→ **Task goal**:
Go through the entries below and return every line that contains "smoke".
########
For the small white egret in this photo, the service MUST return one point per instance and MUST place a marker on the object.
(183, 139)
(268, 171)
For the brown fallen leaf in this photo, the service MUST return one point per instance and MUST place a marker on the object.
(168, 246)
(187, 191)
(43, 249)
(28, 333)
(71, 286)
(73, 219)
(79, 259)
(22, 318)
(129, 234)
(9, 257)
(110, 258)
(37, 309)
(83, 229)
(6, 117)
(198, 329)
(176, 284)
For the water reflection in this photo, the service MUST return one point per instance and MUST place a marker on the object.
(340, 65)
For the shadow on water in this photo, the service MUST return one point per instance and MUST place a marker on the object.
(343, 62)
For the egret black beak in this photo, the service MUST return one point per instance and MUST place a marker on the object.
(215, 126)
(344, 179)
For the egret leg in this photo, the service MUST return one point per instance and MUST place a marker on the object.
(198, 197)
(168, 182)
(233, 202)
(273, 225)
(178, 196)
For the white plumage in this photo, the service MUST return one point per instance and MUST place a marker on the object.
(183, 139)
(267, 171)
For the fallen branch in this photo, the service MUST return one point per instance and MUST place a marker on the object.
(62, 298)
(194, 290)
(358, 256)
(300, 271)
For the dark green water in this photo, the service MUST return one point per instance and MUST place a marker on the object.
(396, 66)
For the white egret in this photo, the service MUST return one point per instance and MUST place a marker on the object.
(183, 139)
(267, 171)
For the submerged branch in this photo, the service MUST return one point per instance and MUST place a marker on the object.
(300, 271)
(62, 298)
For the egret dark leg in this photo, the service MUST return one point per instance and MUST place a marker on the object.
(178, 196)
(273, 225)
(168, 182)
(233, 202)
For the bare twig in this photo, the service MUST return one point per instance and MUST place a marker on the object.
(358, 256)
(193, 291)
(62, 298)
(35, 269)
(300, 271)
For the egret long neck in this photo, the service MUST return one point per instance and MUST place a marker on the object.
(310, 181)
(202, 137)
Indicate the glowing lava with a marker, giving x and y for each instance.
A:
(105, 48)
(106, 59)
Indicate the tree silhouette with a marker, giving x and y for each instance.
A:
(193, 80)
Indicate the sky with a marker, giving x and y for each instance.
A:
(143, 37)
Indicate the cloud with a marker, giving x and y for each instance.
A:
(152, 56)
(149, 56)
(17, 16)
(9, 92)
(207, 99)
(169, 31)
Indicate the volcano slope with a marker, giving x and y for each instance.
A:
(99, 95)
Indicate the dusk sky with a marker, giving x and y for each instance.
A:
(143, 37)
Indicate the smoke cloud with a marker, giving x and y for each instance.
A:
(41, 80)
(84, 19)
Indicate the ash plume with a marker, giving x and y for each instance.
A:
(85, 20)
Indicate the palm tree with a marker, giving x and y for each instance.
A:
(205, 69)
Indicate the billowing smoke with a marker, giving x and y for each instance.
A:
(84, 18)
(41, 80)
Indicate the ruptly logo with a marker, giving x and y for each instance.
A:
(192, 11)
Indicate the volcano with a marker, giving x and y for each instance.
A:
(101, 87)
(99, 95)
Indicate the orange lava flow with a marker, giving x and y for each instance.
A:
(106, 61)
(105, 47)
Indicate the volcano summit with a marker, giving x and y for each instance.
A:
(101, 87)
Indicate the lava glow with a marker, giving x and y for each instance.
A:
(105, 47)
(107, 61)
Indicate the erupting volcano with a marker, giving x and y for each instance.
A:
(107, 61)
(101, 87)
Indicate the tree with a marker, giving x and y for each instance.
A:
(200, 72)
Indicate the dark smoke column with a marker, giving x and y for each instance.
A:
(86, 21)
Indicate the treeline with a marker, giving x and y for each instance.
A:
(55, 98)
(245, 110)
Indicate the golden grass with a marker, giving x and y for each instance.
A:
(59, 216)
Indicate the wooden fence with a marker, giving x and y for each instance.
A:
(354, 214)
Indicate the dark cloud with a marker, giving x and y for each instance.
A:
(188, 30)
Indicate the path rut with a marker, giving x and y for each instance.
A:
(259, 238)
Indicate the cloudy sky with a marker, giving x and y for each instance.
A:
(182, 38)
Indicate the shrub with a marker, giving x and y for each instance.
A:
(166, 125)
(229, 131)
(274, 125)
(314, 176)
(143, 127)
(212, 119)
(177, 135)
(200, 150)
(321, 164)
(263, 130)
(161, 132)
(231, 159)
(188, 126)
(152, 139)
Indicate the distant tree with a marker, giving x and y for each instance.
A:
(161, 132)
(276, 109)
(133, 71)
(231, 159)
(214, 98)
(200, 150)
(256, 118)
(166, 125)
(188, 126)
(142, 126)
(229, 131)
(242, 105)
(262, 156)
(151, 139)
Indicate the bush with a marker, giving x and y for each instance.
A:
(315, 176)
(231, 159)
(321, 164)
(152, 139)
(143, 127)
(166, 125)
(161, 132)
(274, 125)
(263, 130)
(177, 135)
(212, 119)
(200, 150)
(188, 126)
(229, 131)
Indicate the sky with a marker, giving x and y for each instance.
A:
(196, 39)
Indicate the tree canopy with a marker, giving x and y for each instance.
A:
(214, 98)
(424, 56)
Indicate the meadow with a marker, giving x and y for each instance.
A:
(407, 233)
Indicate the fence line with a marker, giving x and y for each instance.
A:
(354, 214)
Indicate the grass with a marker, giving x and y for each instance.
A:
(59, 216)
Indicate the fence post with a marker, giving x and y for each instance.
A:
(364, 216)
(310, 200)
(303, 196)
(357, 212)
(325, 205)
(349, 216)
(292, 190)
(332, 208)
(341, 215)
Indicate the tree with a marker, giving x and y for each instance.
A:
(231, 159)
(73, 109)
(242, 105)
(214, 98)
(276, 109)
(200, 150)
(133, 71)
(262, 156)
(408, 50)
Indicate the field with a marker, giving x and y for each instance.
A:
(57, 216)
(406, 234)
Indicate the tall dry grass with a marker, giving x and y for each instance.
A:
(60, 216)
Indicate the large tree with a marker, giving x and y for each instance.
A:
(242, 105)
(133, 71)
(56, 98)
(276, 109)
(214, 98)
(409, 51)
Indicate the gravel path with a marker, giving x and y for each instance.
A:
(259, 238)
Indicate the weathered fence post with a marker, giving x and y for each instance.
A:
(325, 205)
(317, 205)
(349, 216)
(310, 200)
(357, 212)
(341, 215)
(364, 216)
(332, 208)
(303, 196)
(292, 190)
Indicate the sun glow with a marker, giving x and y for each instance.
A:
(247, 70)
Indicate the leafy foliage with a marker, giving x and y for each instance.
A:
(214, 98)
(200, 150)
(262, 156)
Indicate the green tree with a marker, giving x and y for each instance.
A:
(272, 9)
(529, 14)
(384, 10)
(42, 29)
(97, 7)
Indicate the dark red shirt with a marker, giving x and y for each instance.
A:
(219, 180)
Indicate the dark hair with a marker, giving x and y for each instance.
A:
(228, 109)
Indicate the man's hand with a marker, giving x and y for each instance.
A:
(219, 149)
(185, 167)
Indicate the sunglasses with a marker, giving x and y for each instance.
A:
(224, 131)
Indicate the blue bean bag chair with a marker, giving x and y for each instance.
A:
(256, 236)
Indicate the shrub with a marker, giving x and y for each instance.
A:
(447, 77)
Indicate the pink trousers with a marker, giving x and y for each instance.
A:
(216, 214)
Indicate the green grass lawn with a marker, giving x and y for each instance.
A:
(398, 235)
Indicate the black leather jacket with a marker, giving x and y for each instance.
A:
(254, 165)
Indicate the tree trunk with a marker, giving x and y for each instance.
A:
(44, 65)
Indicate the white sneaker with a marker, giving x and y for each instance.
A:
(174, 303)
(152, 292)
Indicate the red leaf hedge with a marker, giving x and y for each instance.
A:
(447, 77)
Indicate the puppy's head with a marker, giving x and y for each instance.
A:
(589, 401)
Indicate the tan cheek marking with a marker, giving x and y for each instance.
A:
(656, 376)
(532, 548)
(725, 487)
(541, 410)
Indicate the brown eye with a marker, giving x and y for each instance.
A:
########
→ **Task result**:
Indicate the smoke cloud with a marker, giving x and y for each instance.
Indicate the billowing smoke with a marker, giving x and y for each instance.
Indicate the dark smoke column with a marker, giving x and y for each instance.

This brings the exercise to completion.